> [STATED GOAL]: Starting at the line that contains "the player's face" and ending with the final line of the rows, write those lines out again with "pointer" replaced by "marker" and everything else left as it is.

Source data
▬▬▬

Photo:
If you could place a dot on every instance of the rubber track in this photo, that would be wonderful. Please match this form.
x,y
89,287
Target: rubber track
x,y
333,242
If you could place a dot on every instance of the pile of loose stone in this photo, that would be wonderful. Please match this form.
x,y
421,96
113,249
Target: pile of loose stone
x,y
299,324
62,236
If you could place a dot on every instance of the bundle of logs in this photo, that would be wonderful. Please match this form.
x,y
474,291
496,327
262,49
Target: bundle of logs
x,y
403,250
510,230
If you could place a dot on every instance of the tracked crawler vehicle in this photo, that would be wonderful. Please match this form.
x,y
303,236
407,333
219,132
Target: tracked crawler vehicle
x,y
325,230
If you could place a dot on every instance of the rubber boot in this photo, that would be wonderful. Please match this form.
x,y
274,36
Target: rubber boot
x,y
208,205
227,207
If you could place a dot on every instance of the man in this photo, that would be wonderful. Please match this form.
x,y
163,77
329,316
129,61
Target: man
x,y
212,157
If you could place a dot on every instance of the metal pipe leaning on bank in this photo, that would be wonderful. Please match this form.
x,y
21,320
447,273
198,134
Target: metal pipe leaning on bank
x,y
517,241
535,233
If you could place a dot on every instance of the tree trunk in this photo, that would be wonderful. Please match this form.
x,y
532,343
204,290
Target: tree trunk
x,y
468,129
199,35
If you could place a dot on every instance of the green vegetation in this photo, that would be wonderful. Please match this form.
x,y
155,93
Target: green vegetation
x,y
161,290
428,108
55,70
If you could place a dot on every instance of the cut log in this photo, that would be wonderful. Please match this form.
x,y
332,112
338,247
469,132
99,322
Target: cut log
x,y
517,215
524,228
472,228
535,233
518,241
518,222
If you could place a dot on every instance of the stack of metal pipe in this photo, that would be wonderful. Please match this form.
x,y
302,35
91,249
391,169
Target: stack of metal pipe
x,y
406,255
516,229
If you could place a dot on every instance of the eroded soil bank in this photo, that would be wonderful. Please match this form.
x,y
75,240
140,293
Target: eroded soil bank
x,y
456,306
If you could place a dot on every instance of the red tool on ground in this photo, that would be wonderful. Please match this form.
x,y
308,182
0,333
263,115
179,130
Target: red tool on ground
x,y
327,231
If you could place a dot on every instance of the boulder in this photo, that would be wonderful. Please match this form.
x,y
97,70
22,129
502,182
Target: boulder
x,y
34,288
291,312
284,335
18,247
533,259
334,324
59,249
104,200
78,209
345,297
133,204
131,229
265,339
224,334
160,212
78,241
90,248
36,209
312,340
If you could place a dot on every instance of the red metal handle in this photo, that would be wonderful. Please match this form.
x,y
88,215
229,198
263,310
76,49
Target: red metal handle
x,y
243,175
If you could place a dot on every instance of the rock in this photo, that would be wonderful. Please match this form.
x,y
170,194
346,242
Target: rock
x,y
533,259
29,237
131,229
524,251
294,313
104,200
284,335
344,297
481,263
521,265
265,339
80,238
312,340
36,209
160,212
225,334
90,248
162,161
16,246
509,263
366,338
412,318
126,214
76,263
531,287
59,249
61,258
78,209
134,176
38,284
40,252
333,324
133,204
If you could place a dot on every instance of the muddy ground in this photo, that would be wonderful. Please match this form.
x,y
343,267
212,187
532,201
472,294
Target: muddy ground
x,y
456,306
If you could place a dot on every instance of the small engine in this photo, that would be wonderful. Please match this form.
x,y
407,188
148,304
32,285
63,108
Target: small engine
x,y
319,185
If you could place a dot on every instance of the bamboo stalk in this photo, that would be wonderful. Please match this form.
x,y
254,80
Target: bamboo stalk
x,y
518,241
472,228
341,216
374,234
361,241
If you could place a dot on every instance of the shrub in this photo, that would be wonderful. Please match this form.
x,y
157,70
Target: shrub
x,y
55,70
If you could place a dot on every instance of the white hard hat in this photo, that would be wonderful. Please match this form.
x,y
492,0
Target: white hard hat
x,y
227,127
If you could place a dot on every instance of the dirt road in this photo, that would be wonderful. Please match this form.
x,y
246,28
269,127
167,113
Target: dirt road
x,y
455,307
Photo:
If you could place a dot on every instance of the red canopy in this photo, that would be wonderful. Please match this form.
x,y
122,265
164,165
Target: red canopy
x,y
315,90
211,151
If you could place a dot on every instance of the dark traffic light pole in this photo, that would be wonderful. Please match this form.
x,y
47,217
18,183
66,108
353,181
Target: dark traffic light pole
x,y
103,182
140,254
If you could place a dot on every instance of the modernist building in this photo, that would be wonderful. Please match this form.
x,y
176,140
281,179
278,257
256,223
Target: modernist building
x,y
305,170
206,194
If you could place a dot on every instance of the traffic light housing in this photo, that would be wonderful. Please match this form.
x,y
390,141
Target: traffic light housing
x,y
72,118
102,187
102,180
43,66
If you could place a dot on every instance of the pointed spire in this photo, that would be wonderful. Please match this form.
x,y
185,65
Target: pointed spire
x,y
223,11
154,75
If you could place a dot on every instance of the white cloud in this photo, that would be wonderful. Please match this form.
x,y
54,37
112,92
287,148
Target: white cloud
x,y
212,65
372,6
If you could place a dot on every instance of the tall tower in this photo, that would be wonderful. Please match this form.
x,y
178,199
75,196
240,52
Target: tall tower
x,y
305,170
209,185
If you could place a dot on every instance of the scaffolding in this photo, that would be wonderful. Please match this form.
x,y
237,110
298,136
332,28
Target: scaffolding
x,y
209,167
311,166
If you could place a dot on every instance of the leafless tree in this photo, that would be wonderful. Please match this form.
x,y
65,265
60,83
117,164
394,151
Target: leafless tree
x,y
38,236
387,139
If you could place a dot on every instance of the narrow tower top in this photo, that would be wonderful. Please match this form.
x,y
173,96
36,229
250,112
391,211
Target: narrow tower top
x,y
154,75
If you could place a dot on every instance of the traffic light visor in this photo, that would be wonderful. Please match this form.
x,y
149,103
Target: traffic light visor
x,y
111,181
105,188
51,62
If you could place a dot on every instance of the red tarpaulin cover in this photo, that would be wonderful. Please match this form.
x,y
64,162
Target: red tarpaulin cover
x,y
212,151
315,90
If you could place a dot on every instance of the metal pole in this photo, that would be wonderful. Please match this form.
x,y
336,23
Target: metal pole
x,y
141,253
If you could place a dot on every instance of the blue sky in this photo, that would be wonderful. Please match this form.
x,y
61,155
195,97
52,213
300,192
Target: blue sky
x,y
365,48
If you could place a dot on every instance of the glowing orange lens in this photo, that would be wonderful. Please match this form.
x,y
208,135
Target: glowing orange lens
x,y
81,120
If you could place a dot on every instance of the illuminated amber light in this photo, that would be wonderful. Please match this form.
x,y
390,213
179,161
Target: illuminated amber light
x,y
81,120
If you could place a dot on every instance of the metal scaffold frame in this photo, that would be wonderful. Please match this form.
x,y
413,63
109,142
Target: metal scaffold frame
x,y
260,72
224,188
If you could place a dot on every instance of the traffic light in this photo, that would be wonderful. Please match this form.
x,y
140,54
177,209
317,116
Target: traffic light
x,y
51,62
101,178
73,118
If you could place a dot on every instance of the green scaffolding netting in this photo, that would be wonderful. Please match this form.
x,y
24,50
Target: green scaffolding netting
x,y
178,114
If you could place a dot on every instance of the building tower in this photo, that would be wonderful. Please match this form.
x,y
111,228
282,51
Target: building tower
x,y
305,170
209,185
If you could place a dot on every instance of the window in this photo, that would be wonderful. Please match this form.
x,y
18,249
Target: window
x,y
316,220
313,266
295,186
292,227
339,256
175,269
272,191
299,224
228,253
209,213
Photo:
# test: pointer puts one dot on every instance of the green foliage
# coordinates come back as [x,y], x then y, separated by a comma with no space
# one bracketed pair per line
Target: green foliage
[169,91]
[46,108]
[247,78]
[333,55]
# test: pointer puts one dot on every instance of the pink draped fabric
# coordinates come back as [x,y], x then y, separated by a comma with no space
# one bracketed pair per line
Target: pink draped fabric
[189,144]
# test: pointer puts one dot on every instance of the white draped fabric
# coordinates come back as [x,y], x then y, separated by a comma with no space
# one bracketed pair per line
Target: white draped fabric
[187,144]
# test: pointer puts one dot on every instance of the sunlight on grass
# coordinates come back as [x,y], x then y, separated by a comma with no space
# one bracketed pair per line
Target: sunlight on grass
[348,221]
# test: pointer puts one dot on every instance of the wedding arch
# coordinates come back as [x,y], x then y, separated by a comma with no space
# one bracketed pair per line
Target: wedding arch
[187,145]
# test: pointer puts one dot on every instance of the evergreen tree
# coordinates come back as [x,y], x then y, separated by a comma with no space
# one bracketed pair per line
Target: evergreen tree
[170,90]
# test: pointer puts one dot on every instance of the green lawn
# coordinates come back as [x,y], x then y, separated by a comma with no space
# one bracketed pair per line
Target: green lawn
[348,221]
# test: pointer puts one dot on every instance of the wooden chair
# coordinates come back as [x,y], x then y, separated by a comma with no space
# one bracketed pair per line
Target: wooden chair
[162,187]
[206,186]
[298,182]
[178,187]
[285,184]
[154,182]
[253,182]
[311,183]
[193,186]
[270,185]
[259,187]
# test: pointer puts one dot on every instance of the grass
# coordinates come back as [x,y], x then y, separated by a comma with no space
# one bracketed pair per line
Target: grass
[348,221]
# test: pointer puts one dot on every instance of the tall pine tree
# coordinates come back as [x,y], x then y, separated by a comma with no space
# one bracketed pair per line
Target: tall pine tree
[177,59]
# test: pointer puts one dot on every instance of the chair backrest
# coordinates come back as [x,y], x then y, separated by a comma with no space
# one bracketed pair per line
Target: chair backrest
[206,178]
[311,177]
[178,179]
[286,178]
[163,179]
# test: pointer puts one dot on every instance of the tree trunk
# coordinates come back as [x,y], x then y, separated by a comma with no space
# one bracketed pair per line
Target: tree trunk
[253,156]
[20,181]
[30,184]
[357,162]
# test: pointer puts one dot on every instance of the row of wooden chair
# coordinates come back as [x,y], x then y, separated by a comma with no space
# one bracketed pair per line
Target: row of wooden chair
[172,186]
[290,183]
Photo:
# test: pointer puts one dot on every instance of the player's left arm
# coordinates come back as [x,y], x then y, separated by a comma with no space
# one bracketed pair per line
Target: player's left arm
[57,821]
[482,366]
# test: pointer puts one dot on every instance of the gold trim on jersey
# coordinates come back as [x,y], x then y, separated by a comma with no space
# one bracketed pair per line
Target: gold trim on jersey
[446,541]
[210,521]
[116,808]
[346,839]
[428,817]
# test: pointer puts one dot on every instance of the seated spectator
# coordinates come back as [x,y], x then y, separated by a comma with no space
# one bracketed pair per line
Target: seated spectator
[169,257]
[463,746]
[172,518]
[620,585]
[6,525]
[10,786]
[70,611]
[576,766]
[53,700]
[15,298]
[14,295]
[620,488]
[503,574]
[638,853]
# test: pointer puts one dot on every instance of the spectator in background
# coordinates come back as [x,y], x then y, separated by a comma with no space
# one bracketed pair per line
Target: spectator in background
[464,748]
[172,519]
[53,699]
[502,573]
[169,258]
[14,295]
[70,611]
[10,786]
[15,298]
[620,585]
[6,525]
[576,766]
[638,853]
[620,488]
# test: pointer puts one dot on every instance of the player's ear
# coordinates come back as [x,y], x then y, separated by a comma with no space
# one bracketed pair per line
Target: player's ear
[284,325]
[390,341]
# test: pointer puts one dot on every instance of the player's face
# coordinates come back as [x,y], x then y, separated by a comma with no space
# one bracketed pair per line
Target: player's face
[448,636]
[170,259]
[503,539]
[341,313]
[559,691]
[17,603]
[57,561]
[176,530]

▬▬▬

> [EXPECTED OUTPUT]:
# test: marker puts one dot on every instance of the player's face
# coordinates come back as [x,y], x then y, separated by a comma with no space
# one bracketed pair per line
Target: player's face
[448,636]
[170,259]
[503,539]
[341,313]
[559,691]
[17,603]
[57,561]
[176,530]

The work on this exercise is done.